:: The input ::
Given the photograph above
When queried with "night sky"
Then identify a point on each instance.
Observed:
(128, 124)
:::
:: The input ::
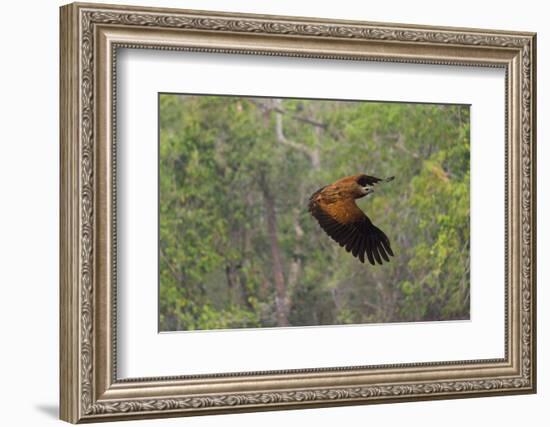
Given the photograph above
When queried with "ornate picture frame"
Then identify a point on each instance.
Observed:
:::
### [Requirement]
Pick out every line in the records that contains the word "with" and copy each of those lines in full. Letter case matters.

### [Answer to this task]
When queried with "night sky"
When queried with "ornate picture frame"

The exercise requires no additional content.